| Prompt |
In the records that follow, find each line with the word "black" and copy it.

[Saved data entries]
%%

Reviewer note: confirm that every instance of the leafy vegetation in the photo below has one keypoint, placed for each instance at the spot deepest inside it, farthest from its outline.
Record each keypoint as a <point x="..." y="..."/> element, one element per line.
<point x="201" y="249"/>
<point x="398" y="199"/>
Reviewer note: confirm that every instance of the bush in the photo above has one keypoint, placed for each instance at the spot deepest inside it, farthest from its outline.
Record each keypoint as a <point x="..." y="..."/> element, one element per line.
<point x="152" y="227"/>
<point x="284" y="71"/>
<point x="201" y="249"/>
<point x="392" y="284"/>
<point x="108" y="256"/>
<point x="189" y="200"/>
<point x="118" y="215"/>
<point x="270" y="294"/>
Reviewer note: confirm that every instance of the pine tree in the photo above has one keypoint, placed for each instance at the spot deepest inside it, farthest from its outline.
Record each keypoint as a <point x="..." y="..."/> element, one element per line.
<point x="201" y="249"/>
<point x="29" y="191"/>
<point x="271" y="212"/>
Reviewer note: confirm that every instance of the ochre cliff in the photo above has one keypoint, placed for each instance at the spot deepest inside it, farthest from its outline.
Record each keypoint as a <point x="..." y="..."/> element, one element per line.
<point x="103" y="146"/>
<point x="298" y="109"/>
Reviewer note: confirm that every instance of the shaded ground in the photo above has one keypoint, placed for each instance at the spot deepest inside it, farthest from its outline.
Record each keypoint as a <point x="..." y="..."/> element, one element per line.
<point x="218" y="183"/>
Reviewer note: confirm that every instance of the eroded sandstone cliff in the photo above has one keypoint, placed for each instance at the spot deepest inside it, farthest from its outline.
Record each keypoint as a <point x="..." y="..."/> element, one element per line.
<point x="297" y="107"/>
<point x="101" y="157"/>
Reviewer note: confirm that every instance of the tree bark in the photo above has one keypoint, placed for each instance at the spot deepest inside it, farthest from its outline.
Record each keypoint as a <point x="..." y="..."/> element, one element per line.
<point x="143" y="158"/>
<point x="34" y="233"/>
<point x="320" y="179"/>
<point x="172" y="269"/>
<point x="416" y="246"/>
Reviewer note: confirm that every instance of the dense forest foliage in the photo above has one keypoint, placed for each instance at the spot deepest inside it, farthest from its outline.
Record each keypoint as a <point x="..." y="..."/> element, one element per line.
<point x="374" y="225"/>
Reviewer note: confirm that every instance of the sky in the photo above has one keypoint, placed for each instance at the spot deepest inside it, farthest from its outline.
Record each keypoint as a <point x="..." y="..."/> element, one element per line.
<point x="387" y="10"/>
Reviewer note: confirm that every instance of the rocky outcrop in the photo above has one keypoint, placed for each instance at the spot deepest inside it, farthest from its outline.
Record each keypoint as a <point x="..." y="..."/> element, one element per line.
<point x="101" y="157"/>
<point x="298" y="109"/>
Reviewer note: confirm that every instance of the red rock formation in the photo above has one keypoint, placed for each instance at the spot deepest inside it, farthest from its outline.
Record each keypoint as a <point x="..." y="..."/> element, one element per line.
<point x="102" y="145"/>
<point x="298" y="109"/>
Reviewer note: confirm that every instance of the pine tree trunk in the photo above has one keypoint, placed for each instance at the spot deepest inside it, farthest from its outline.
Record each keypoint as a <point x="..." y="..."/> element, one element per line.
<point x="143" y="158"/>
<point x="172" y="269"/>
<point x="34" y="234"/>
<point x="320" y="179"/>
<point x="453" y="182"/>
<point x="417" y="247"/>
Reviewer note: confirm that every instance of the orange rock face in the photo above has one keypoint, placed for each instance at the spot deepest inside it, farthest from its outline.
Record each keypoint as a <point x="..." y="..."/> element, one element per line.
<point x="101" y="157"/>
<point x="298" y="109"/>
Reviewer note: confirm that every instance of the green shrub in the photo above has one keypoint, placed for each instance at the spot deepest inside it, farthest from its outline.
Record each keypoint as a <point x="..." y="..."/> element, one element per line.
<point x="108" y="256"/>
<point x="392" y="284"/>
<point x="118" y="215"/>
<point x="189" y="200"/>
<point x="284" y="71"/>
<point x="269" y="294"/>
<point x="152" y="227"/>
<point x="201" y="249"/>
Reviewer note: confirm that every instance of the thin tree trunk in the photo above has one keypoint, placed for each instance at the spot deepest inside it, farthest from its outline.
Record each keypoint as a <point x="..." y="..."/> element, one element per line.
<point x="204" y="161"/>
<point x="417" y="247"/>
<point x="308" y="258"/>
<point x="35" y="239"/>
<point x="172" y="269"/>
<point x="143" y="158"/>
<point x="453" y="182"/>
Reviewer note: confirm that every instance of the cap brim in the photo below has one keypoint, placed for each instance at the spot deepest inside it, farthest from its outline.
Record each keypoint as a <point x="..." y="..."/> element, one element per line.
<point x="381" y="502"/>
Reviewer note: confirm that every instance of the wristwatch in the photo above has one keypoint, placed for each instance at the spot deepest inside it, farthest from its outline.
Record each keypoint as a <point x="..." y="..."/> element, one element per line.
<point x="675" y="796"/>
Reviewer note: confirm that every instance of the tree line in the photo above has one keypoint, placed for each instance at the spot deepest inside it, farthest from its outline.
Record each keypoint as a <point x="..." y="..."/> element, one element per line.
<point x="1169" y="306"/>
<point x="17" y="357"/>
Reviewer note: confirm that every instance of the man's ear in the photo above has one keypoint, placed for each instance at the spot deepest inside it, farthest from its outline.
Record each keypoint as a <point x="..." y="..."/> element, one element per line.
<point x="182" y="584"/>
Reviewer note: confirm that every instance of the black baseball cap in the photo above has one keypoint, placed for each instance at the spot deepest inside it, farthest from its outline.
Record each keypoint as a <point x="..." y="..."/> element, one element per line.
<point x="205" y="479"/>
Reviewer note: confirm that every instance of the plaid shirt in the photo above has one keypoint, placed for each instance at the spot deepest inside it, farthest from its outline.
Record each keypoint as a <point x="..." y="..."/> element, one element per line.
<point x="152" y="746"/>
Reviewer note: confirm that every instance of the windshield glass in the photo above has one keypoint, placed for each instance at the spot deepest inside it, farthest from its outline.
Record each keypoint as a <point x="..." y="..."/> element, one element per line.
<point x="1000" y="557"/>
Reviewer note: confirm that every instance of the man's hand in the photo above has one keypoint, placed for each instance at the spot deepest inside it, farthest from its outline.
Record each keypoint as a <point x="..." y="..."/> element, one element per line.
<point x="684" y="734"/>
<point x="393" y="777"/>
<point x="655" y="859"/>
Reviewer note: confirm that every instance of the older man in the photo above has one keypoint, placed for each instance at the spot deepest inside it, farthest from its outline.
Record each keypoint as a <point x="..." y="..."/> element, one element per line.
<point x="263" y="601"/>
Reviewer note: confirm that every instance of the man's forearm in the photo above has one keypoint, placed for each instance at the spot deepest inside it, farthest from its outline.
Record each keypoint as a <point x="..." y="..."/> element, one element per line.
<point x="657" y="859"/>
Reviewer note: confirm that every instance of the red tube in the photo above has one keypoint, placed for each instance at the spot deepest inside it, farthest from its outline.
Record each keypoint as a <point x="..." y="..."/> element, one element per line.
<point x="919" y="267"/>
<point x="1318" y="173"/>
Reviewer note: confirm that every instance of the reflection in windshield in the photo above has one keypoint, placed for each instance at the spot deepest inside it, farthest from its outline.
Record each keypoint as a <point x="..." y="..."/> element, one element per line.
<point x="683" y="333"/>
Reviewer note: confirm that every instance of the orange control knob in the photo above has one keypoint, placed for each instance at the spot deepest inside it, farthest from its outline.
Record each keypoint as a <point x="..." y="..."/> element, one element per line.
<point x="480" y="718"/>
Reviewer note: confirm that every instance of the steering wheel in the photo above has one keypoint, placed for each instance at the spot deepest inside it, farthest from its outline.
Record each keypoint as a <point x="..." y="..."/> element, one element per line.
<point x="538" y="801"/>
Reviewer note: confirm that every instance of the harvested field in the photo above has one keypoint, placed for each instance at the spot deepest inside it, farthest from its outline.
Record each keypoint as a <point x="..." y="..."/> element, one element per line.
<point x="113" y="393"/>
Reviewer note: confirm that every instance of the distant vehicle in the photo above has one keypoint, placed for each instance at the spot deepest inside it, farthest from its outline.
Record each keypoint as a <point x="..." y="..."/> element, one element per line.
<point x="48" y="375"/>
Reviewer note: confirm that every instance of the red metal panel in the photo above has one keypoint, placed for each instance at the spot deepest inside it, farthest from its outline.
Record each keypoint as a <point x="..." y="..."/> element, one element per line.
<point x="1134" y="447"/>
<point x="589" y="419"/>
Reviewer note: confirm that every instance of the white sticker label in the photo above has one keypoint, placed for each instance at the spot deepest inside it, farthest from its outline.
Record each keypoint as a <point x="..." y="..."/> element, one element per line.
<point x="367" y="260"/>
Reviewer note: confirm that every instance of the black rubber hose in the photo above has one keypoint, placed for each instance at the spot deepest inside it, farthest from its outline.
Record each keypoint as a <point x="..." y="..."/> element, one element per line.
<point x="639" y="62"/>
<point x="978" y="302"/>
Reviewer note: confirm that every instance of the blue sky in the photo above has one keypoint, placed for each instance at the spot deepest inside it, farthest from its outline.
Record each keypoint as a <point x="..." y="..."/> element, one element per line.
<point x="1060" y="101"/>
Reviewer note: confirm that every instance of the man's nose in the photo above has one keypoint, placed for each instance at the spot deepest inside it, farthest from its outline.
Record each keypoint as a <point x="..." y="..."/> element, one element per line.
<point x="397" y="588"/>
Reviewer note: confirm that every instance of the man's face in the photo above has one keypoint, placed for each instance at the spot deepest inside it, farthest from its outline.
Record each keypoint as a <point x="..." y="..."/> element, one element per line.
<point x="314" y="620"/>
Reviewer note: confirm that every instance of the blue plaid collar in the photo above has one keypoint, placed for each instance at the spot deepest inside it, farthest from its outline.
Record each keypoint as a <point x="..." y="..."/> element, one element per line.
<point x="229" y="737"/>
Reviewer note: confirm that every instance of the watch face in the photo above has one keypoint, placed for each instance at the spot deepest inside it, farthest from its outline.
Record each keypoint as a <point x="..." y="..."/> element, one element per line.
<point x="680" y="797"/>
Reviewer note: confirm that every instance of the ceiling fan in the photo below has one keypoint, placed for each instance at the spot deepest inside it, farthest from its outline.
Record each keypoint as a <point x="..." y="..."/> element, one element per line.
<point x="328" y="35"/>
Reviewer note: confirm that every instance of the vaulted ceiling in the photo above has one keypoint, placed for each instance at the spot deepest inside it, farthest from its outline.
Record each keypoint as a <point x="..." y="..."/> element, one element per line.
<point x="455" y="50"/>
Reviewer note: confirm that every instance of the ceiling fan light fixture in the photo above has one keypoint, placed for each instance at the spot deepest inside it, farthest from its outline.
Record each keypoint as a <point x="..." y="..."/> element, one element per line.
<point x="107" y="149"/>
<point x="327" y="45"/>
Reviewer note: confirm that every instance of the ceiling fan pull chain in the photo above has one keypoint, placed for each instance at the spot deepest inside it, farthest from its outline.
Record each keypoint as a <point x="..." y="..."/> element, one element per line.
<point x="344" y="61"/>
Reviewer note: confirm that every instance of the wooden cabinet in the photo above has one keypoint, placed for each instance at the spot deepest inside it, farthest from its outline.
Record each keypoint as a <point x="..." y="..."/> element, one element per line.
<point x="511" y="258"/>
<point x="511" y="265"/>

%%

| Solution below |
Reviewer note: confirm that every instance of the black baseball cap in the photo above has one keypoint, placed for each instance at the spot deepest inside it, farthest from its outline.
Reviewer note: confirm that every instance of the black rubber hose in the photo above has one keypoint, placed for each instance at the spot deepest inside it, farthest from its outline.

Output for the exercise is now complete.